Prompt 1
The Kildare post below says there are references to several things everywhere in Kildare Town. List each of them.

-- Text extract start --

Kildare, Cill Dara means the church of the oak. This oak-shaped light is in Kildare Town Square. They were erecting the Christmas tree on the day I arrived.

Another O’Connor/ MacMahon Christmas card

A John B. Keane Christmas Story

Today’s story comes from this lovely Christmas anthology.

Kildare

Everywhere in Kildare Town there are references to St. Brigid, Horse racing, sheep, bogs and history.

I stayed in this lovely olde worlde hotel.. I got a real key for my room door!

Here is where my granddaughter will have her Santa experience with real reindeer who are old and getting some TLC here.

Decorated boxes are dotted all over the town.

Their football heyday is behind them but Kildare still celebrate this hero, Bill Squires Gannon.

A Winter Poem

Winter Walk in Courtown Harbour   by Mick O Callaghan

I strolled down the south pier in Courtown.

On a cool and windy December evening.

I see a white teddy bear hanging from the railing

Lit by its own solar powered lighting

With accompanying white notice

I stroll across to read its contents. 

It’s the Samaritans messaging. 

Spreading A light in the darkness 

Reminding people who might be troubled.

To remember 

That their family and friends love them

Writ in striking emboldened green lettering

With their text hello 50808 number in stark red

And Samaritans on 116123 writ underneath also in red

It’s a message of hope and love here at water’s edge.

Meanwhile the waves coming in off the Irish sea.

Are all thunderously rolling on to the sandy shore

 And powering their waters up the canal. 

Where the huge swell makes navigation impossible.

There is no inward or outward shipping traffic.

Along the pier the empty fish boxes

Lie piled up, neatly caged away.

The few boats in the harbour bob up and down.

In the choppy waters of the inner harbour.

It is a bleak scene with an icy wintry breeze.

Blowing its chilly breath across the waters.

All walkers are feeling the Baltic blast.

Though well wrapped up, Michelin person style,

Heavy coats, gloves, hats, and snoods

Were all the rage in the harbour fashion stakes

With people treading the quay wall walk.

-- Text extract end --

Prompt 2
Write out the entries from the line with "Objective: a point on each instance of the stone planter" through the end of the entries, and omit the pictures.

-- Materials provided start --

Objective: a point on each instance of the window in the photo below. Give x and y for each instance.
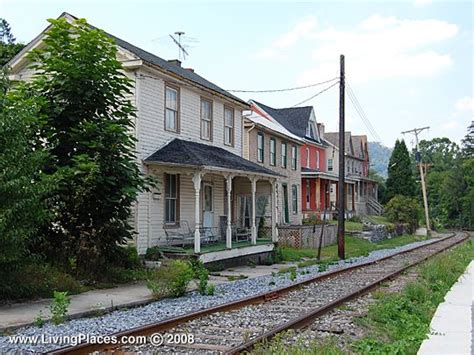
(171, 198)
(272, 151)
(283, 155)
(330, 165)
(308, 195)
(206, 119)
(228, 126)
(294, 198)
(260, 149)
(294, 157)
(171, 109)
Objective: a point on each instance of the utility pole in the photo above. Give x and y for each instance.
(341, 192)
(417, 131)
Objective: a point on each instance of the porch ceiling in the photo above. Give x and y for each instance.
(192, 154)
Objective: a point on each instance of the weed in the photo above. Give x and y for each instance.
(39, 320)
(59, 306)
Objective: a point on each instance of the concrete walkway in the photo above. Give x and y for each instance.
(105, 300)
(452, 326)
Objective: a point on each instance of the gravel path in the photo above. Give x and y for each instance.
(125, 319)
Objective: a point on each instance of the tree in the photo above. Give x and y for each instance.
(88, 130)
(403, 209)
(8, 47)
(23, 185)
(400, 179)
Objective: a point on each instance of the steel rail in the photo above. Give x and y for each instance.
(148, 329)
(307, 319)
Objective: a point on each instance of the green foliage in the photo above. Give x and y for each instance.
(35, 278)
(399, 322)
(39, 320)
(400, 179)
(59, 306)
(403, 209)
(449, 182)
(88, 120)
(8, 47)
(23, 184)
(171, 279)
(202, 275)
(154, 254)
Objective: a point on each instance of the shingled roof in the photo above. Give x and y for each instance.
(294, 119)
(153, 59)
(189, 153)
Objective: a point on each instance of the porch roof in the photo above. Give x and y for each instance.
(193, 154)
(309, 173)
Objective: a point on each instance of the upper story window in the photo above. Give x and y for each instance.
(260, 149)
(171, 109)
(206, 119)
(228, 126)
(294, 198)
(294, 157)
(284, 155)
(272, 151)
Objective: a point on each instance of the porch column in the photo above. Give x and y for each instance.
(197, 211)
(228, 235)
(254, 227)
(274, 211)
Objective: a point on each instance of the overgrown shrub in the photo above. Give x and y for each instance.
(402, 209)
(171, 279)
(35, 279)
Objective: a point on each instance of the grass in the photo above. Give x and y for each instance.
(354, 247)
(399, 322)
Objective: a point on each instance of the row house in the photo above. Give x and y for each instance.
(190, 139)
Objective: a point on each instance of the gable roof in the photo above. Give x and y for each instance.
(154, 60)
(294, 119)
(333, 138)
(272, 125)
(181, 152)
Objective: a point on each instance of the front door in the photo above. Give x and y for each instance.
(286, 211)
(208, 208)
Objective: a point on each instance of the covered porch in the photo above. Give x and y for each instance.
(210, 200)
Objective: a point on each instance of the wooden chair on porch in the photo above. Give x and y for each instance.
(178, 233)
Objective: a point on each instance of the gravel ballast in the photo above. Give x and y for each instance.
(124, 319)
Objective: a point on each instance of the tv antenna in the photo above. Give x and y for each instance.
(182, 53)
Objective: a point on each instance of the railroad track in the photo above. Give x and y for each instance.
(237, 326)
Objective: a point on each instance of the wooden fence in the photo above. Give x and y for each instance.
(306, 236)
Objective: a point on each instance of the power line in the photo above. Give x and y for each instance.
(317, 94)
(287, 89)
(360, 111)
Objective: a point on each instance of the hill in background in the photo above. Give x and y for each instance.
(379, 157)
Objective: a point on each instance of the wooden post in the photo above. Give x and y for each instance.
(341, 187)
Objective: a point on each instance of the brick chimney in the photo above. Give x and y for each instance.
(175, 61)
(321, 130)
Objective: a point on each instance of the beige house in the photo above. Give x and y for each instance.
(190, 139)
(270, 145)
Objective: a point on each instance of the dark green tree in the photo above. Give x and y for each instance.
(400, 179)
(8, 46)
(88, 129)
(23, 185)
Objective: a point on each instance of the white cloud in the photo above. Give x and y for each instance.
(377, 48)
(422, 2)
(286, 40)
(465, 104)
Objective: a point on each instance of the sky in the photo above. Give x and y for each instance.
(408, 63)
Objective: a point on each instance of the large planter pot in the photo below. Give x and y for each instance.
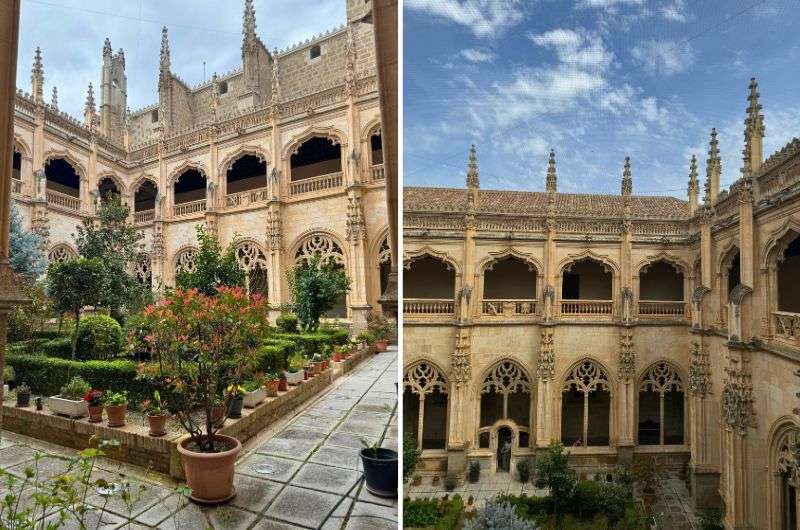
(158, 424)
(116, 415)
(380, 472)
(294, 378)
(251, 399)
(210, 475)
(67, 407)
(95, 413)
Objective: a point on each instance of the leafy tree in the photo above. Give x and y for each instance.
(214, 267)
(24, 252)
(75, 284)
(315, 288)
(118, 244)
(553, 468)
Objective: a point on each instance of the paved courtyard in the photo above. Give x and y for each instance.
(304, 473)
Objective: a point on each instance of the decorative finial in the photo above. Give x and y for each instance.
(552, 179)
(627, 180)
(472, 169)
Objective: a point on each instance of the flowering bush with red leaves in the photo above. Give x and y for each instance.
(201, 346)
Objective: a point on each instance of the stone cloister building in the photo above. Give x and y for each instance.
(621, 325)
(284, 152)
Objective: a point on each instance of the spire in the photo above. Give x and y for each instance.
(627, 180)
(552, 180)
(37, 76)
(753, 132)
(472, 169)
(694, 185)
(713, 170)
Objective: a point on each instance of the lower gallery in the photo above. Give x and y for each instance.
(620, 325)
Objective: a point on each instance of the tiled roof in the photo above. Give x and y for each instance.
(451, 200)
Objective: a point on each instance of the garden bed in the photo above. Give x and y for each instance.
(160, 454)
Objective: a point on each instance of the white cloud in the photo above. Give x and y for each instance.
(478, 56)
(664, 57)
(485, 18)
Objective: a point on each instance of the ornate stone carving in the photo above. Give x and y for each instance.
(546, 365)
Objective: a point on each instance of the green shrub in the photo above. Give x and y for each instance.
(47, 375)
(287, 323)
(99, 337)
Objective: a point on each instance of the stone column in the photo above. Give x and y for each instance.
(10, 294)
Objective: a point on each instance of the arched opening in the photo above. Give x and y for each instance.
(248, 172)
(428, 286)
(661, 406)
(509, 288)
(586, 406)
(586, 288)
(425, 406)
(506, 395)
(316, 157)
(108, 190)
(61, 177)
(145, 197)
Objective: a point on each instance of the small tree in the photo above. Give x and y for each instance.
(553, 468)
(75, 284)
(214, 267)
(315, 288)
(24, 251)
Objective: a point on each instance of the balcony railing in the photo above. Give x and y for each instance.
(63, 200)
(587, 308)
(145, 216)
(787, 325)
(189, 208)
(323, 182)
(428, 306)
(508, 308)
(662, 309)
(243, 198)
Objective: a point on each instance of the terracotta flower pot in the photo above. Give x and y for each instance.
(95, 413)
(158, 424)
(210, 475)
(116, 415)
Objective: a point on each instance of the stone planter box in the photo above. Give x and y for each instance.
(67, 407)
(294, 378)
(251, 399)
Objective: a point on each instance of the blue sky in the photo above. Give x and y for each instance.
(597, 80)
(71, 35)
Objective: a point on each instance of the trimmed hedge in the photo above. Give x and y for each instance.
(46, 375)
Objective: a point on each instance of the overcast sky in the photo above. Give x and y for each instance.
(71, 35)
(597, 80)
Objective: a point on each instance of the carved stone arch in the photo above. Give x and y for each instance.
(409, 256)
(241, 151)
(184, 166)
(566, 263)
(61, 252)
(293, 145)
(53, 154)
(489, 261)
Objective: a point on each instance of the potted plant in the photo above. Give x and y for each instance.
(69, 402)
(94, 403)
(380, 469)
(116, 408)
(272, 383)
(474, 471)
(294, 375)
(254, 392)
(23, 395)
(157, 414)
(204, 348)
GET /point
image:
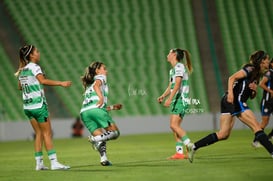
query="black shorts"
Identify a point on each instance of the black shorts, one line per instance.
(236, 108)
(266, 107)
(226, 107)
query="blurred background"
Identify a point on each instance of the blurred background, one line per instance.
(133, 38)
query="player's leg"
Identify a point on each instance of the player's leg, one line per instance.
(179, 154)
(52, 155)
(263, 124)
(249, 119)
(38, 143)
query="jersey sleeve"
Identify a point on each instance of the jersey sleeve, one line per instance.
(102, 78)
(179, 70)
(36, 70)
(248, 69)
(268, 75)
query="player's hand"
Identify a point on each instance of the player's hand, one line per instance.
(167, 103)
(160, 99)
(66, 83)
(117, 106)
(100, 103)
(230, 98)
(253, 86)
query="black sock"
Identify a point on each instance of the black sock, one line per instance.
(102, 148)
(255, 139)
(271, 133)
(263, 139)
(208, 140)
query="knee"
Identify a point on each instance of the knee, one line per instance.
(173, 127)
(222, 136)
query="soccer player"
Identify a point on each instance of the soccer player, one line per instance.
(178, 95)
(31, 81)
(95, 112)
(267, 101)
(241, 87)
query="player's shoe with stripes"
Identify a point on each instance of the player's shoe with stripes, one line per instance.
(191, 151)
(95, 145)
(106, 163)
(58, 166)
(256, 144)
(41, 167)
(178, 156)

-- Materials provided end --

Correct result 1
St. Brigid, horse racing, sheep, bogs, history

Correct result 2
Objective: a point on each instance of the stone planter box in the photo above. Give x and y for each instance.
(67, 407)
(294, 378)
(251, 399)
Objective: a point on each instance of the blue sky in the photo above. Give x and y for each instance.
(597, 80)
(71, 35)
Objective: a point on each instance of the trimmed hedge in the photo above. Give x and y for each instance.
(46, 375)
Objective: a point on each instance of the overcast sky in the photo above. Give x and y for each instance.
(71, 35)
(597, 80)
Objective: a point on each instance of the carved stone arch in the photo above. Give x and y for each instance.
(409, 256)
(241, 151)
(184, 166)
(566, 263)
(61, 252)
(293, 145)
(53, 154)
(489, 261)
Objective: a point on each instance of the potted plant in the photo above. Give x and y for each instance.
(69, 402)
(94, 403)
(380, 469)
(116, 408)
(272, 383)
(474, 471)
(294, 375)
(254, 392)
(23, 395)
(157, 414)
(204, 348)
GET /point
image:
query="black shorts"
Identify a point on each instance of the black shorts, one line per instance.
(236, 108)
(266, 107)
(226, 107)
query="blurred background"
Identify a point on each instance of the blurred background, one line per instance.
(133, 38)
query="player's leg"
Identify a point on each instance of the player's leg, one line per instance.
(179, 154)
(52, 155)
(263, 124)
(249, 119)
(38, 143)
query="jersey sleeve"
Identify a point on each instance of the jersey sleeve, one line per instance.
(102, 78)
(179, 70)
(36, 70)
(248, 69)
(268, 75)
query="player's hand"
Identify a point on each instance of the player's hand, one line per instance.
(167, 103)
(160, 99)
(66, 83)
(117, 106)
(100, 103)
(230, 98)
(253, 86)
query="black sock"
Identify a point on each instance of the black sock, one line per instance.
(102, 148)
(255, 139)
(271, 133)
(263, 139)
(208, 140)
query="knee"
Identify a point on each instance of the knee, one line per instance.
(173, 127)
(222, 136)
query="soccer player"
Identify a point on each instance of the soccer player, one line per instance.
(178, 95)
(31, 81)
(95, 112)
(267, 101)
(241, 87)
query="player's shoe with stripes"
Identify a point on each instance of the player's shoe with stripes, one line per instance.
(191, 151)
(95, 145)
(106, 163)
(58, 166)
(256, 144)
(41, 167)
(178, 156)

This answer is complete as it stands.